READING PASSAGE.

1. Betting Against Dr. Seuss

Several of our favorite children’s books might have never been had Theodor Seuss Geisel not accepted a bet from his editor Bennett Cerf. Cerf dared Seuss to write a book using only 50 words. The result: “Green Eggs and Ham.”

2. Harrison Ford’s Carpentry Career

While struggling to make ends meet playing small uncredited TV roles, a young Harrison Ford decided to pick up carpentry jobs on the side. Ford landed his first major role in “American Graffiti” after building cabinets for director George Lucas. Lucas also cast Ford as one of his most well known characters, Han Solo.

3. The Day The Music Died… Because Of Dirty Underwear

While on tour in February of 1959, Buddy Holly ran out of clean underwear. Like any sensible rock and roll legend, Buddy decided to charter a plane to their next gig location to get there before the tour bus in order to have time to wash his clothes. Buddy was joined by Big Bopper Richardson who was sick with the flu and Ritchie Valens who wanted to see the inside of a small plane. We all know what happens next…

4. The Pilgrims Needed More Beer

That’s right, If the Mayflower had only been loaded up with a couple more 30-racks, we never would have learned about those friendly pilgrims landing at Plymouth Rock. The Mayflower was headed for the Hudson when its taps ran dry and had to pull over. Why beer? Why not! Also, it was much safer to drink than water because it was boiled.

RECORDED DATA.
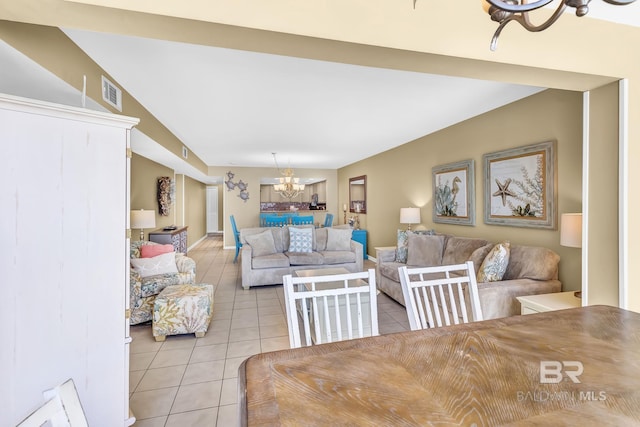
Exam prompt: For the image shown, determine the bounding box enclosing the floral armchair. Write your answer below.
[129,240,196,325]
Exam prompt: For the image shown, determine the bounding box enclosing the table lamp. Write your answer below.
[131,209,156,240]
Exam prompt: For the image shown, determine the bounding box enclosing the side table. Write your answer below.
[149,226,188,255]
[516,291,582,314]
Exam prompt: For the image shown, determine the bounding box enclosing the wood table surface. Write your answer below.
[239,306,640,427]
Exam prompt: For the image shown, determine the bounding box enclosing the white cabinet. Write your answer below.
[0,95,138,426]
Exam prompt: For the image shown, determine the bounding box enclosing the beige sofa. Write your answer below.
[376,232,562,319]
[240,225,363,289]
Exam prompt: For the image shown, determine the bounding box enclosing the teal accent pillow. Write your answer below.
[476,242,511,283]
[396,230,436,264]
[289,227,313,253]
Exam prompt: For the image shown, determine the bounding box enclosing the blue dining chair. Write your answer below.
[324,214,333,227]
[264,215,287,227]
[229,215,242,264]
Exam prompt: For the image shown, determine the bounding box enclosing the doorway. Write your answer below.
[207,187,220,233]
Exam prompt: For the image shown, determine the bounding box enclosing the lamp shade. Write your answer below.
[400,208,420,224]
[560,213,582,248]
[131,209,156,229]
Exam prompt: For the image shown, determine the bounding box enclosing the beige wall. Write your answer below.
[131,153,175,240]
[131,153,206,246]
[209,166,341,248]
[0,0,640,311]
[338,89,584,290]
[183,175,207,246]
[587,84,620,305]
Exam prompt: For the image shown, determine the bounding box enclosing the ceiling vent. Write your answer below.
[102,76,122,111]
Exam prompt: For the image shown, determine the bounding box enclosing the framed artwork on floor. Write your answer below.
[432,160,476,225]
[483,141,557,229]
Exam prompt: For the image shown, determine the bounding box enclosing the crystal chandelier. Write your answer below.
[271,153,304,200]
[482,0,635,50]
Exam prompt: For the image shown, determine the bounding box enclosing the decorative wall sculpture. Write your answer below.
[224,171,249,203]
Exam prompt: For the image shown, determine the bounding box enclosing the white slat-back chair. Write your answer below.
[17,379,88,427]
[398,261,483,331]
[283,269,378,348]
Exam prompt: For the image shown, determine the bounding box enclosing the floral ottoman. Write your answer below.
[152,284,213,341]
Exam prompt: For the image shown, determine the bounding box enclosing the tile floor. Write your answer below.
[130,235,409,427]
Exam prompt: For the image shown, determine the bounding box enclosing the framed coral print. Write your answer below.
[483,141,557,229]
[432,160,476,225]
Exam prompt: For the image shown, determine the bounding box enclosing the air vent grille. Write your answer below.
[102,76,122,111]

TRY IT.
Carry on the numbered list of unlikely twists behind famous books, films, music and history, starting right after the entry about the Pilgrims and their beer.

ANSWER FOR THIS EXERCISE.
5. Percy LaBaron Spencer’s Sweet Tooth

After WWII, Percy LeBaron Spencer, a radar technician, was working on a new device know as a magneton when he realized the chocolate bar in his pocket was melting. He was a known sweet tooth and realized that this melting wasn’t the result of just body heat. LaBaron worked with the technology and eventually developed the first six foot, 750 pound microwave.

6. Stephen King’s “Garbage”

While living in a trailer in Maine, Stephen King began writing a short story on his wife’s portable typewriter. Unhappy with what was coming out, King threw out the three pages he had typed. His wife dug the pages out of the garbage and told him to keep writing. Well done, Mrs. King, these three pages turned into Kings first published novel “Carrie.”

7. Jeff Foxworthy’s Standup Dare

Jeff Foxworthy was gitten’ ‘er done as an IBM computer maintenance engineer before he was a household name standup comedian. Foxworthy was dared by his fellow IBM colleagues to enter a standup competition on Atlanta, and the rest is redneck history.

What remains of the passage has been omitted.